Given exercise
Reproduce the following lines without any changes, but omit the pictures.

Records for this task
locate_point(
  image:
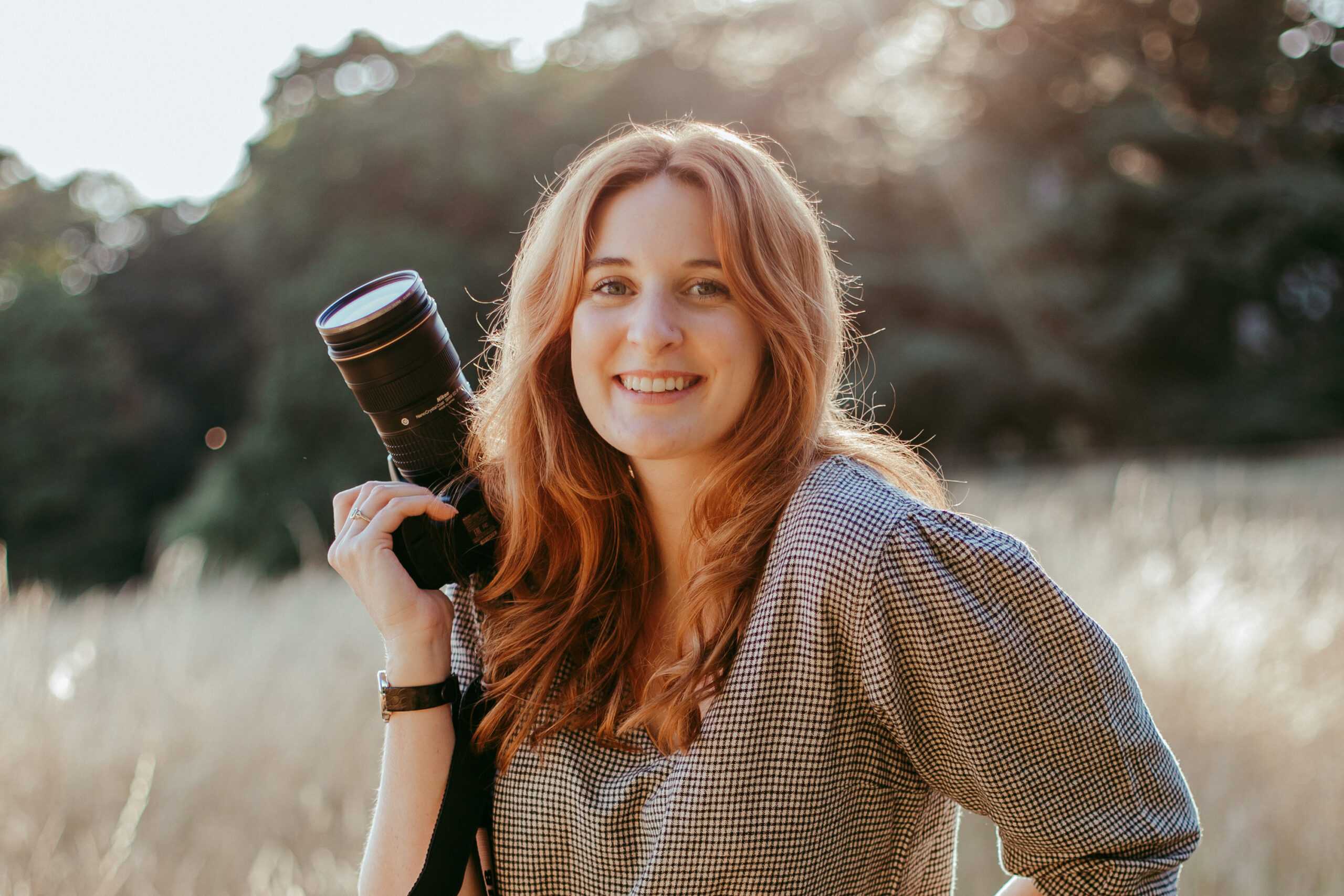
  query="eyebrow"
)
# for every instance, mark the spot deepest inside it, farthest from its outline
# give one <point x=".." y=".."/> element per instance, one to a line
<point x="612" y="261"/>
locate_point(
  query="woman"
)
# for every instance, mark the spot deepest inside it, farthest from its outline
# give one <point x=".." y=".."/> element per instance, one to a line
<point x="734" y="642"/>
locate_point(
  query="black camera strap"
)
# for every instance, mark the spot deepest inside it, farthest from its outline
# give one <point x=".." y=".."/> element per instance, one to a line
<point x="466" y="808"/>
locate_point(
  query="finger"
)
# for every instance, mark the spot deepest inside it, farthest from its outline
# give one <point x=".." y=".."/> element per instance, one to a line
<point x="380" y="493"/>
<point x="395" y="511"/>
<point x="342" y="503"/>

Exercise response
locate_point(
  image:
  query="eyebrow"
)
# for every instance, mark the spot deepest inside it, farthest from its outline
# give one <point x=".." y=".."/> element per instance, one to a line
<point x="612" y="261"/>
locate_point(
  query="woman"
)
# for every instance, mark the spot deepest inside it, farthest from its outline
# give one <point x=".." y=".."/> element per instance, one to a line
<point x="734" y="642"/>
locate_point(
  query="black camera strap"
)
# for every instance, mark the spot deepest inside it, farthest from its outline
# give one <point x=".." y=".."/> element per instance, one to a line
<point x="466" y="808"/>
locate_point(
  query="finger"
)
# for every instance, mark the spot deepest inside it, farthest from its outline
# give one <point x=".." y=".."/> element per instance, one to a line
<point x="380" y="493"/>
<point x="395" y="511"/>
<point x="342" y="503"/>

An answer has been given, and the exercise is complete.